- Your instructions -
Can you retype every line of the material below exactly, leaving the pictures out of your answer?

(Data records)
-------
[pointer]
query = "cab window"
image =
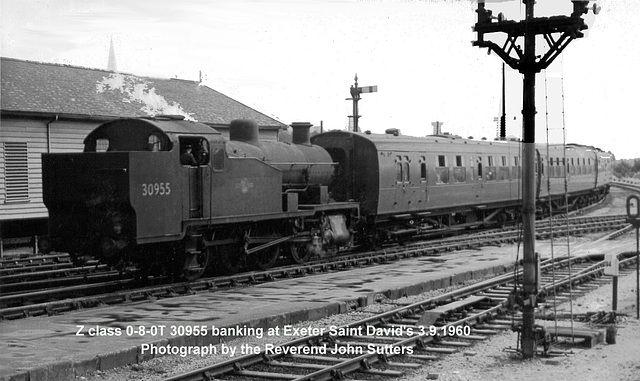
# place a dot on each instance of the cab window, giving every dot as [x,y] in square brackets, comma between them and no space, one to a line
[194,151]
-------
- Solution for this task -
[pointer]
query = "cab window"
image =
# place a dot on each instance of the cab window, giving every dot as [x,y] in square brackets, comma between them and no space, one to a line
[194,151]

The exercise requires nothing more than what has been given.